• **Source extract**:
######

Free electron laser-driven ultrafast rearrangement of the electronic structure in Ti

Abstract

High-energy density extreme ultraviolet radiation delivered by the FERMI seeded free-electron laser has been used to create an exotic nonequilibrium state of matter in a titanium sample characterized by a highly excited electron subsystem at temperatures in excess of 10 eV and a cold solid-density ion lattice. The obtained transient state has been investigated through ultrafast absorption spectroscopy across the Ti M_2,3-edge revealing a drastic rearrangement of the sample electronic structure around the Fermi level occurring on a time scale of about 100 fs.

The study of nonequilibrium condensed matter is a ground-breaking field of research, today only partially explored, essential for the comprehension of elementary processes of paramount importance in physics such as the electron-electron ($\approx 1\hspace{0.17em}\text{fs}$) and electron-phonon scattering ($\approx 1\hspace{0.17em}\text{ps}$).¹ Access to nonequilibrium states of matter is possible through ultrafast heating driven by high-energy density femtosecond IR/optical lasers or extreme ultraviolet (EUV)/X-ray free electron lasers (FELs). The latter are particularly appropriate as their short-wavelength radiation can isochorically and uniformly heat up solid samples thus generating in a small volume excited states of matter under controlled conditions.² Nonequilibrium conditions originate from the different response of the electron and ion systems to sub-ps light pulses,³ combined with both the relatively long electron-phonon coupling time and the marked difference between heat capacities of electrons and ions.^4–8 As a consequence, in a few tens of fs, the electron subsystem can reach very high average temperatures ($T_e>1\hspace{0.17em}\text{eV}$), while the ion subsystem remains unaltered ($T_i\simeq 0.025\hspace{0.17em}\text{eV}$).⁹ Such a unique condition in condensed matter can only persist a few hundreds of fs, and then the thermalization of the electron and ion systems leads to a warm dense matter (WDM) state.¹⁰ Therefore, specific ultrafast methods are demanded to monitor important properties of the exotic state, such as the electronic structure and the electron energy distribution.

######

• **Entries from a dataset**:
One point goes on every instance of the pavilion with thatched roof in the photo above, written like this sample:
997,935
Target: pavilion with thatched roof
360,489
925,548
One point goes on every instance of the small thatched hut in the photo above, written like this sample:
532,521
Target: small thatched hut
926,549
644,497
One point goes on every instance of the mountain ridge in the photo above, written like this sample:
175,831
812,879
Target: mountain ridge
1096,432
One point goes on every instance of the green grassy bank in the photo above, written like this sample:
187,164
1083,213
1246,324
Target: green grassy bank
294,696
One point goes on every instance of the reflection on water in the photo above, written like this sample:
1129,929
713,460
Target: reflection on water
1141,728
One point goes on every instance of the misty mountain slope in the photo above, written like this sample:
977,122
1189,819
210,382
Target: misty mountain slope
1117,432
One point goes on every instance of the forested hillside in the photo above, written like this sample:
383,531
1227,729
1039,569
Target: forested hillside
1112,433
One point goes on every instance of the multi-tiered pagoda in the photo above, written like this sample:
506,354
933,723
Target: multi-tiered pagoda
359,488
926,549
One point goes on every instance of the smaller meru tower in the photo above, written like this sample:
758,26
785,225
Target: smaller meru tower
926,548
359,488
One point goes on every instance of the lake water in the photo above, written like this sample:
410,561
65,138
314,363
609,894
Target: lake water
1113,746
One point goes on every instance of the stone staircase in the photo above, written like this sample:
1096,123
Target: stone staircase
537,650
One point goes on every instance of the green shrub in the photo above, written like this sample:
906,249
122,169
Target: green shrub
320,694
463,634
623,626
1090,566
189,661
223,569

######

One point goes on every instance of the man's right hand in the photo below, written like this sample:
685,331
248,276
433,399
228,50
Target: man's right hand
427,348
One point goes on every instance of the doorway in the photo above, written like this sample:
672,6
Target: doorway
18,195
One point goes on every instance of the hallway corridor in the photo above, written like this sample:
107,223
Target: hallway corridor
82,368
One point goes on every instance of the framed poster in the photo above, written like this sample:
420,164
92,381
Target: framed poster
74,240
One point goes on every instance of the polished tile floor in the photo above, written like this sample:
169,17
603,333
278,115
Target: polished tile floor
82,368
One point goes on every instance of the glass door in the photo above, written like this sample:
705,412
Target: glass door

######

• **Do this**: Rewrite the free-electron laser text starting with "High-energy density extreme" and going on through "about 100 fs.", putting "copper" in place of "titanium".

• **Output for this task**:
High-energy density extreme ultraviolet radiation delivered by the FERMI seeded free-electron laser has been used to create an exotic nonequilibrium state of matter in a copper sample characterized by a highly excited electron subsystem at temperatures in excess of 10 eV and a cold solid-density ion lattice. The obtained transient state has been investigated through ultrafast absorption spectroscopy across the Ti M_2,3-edge revealing a drastic rearrangement of the sample electronic structure around the Fermi level occurring on a time scale of about 100 fs.